::: DATASET RECORDS :::

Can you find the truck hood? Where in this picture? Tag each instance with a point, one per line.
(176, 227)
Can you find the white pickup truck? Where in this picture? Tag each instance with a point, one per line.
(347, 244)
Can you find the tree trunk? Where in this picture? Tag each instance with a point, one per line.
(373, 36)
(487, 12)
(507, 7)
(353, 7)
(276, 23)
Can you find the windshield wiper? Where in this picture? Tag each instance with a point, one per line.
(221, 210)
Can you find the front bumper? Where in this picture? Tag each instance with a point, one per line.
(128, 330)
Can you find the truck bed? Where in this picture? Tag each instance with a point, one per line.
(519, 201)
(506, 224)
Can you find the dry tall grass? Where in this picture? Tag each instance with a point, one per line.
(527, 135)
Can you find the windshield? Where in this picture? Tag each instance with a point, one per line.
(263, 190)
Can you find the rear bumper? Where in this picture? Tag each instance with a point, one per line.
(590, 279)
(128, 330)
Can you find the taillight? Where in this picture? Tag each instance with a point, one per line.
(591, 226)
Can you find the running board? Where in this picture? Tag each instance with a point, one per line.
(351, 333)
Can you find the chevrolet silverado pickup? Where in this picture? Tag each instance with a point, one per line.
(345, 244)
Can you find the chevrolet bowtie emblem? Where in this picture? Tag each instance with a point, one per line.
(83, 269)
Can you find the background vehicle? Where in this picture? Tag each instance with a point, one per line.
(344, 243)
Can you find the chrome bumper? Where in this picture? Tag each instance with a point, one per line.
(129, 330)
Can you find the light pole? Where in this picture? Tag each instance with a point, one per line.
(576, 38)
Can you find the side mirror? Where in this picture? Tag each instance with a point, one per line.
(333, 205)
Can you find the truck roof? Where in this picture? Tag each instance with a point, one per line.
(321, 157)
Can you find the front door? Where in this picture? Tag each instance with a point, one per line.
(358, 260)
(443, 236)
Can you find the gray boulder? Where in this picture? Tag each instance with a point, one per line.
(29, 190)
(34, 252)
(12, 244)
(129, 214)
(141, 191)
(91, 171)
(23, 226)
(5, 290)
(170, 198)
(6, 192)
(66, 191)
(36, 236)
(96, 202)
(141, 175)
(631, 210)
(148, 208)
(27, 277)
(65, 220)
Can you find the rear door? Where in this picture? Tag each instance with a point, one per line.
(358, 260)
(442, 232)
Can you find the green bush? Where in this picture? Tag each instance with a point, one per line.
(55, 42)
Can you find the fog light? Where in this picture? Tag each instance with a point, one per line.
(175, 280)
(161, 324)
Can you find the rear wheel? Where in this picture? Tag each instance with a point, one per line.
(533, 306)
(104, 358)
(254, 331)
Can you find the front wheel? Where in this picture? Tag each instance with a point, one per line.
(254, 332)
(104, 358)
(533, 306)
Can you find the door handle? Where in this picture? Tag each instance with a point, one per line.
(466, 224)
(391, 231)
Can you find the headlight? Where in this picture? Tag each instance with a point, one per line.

:::

Your response must contain all of the records, copied exactly.

Can you find the truck hood? Where in this picture? Tag each instance with a point, one per line.
(176, 227)
Can you find the white pickup truck? Where in this picture? Tag each instance with a point, one per line.
(347, 244)
Can you find the tree trunk? Where in this picture? Tag each instance with a point, one per line.
(373, 36)
(487, 12)
(507, 7)
(353, 7)
(276, 23)
Can you find the windshield wiper? Where in this picture? Tag each instance with a point, one per line.
(221, 210)
Can you find the front bumper? Where in this picture? Tag each instance with a point, one per line.
(128, 330)
Can you find the truck bed? Where in this picture? Tag each instance with a point, one per line.
(519, 201)
(506, 224)
Can you find the dry tall grass? Where in this picture? Tag each instance with a point, one per line.
(527, 135)
Can you find the windshield? Where in this picture? Tag each instance with a point, one per line.
(263, 190)
Can you find the rear bumper? Where in this picture? Tag each instance with a point, one per line.
(590, 279)
(128, 330)
Can you find the taillight? Where in this picture? Tag each instance with a point, one per line.
(591, 226)
Can you find the running board? Where in this picture? Tag each instance with a point, one per line.
(351, 333)
Can you find the chevrolet silverado pickup? Where in this picture? Tag each instance with a point, one per line.
(345, 244)
Can you find the chevrolet bowtie emblem? Where in this picture? Tag each instance with a point, one per line.
(83, 269)
Can you find the background vehicle? Where in this picture? Tag each instance with a point, one per line.
(344, 243)
Can you find the chrome bumper? Where in this picture? Tag each instance with a point, one per line.
(129, 330)
Can you find the light pole? Where in this picture? Tag each instance with a point, one per line.
(576, 38)
Can you find the side mirror? Where in this picture? Tag each instance with a point, one per line.
(333, 205)
Can you find the truck roof? Where in this picture? Tag each instance with a point, one per line.
(321, 157)
Can you find the front door? Where in this picture? Tag each instance with a point, one per line.
(358, 260)
(443, 236)
Can you find the gray boulder? Where in this picture? Tag each instance with a point, one per line.
(29, 190)
(34, 252)
(12, 244)
(129, 214)
(141, 191)
(91, 171)
(23, 226)
(5, 290)
(170, 198)
(6, 192)
(66, 191)
(36, 236)
(96, 202)
(141, 175)
(631, 210)
(148, 208)
(27, 277)
(65, 220)
Can you find the rear door? Where in this picture? Tag each instance with a point, one per line.
(358, 260)
(442, 232)
Can you find the green bush? Where in this picture? Tag each instance with a point, one per line.
(55, 42)
Can you find the fog light? Where in this picture? Tag each instance with a point, one per line.
(175, 280)
(161, 324)
Can you find the rear wheel? Where in this picture? Tag each instance with a point, one per line.
(533, 306)
(104, 358)
(254, 331)
Can you find the front wheel? Where in this picture? Tag each instance with a point, one per line.
(254, 332)
(104, 358)
(533, 306)
Can you find the door handle? Where in this picture? Tag each instance with a point, one per line.
(466, 224)
(391, 231)
Can you find the headlight? Where in this picture? Tag each instance with a point, one per line.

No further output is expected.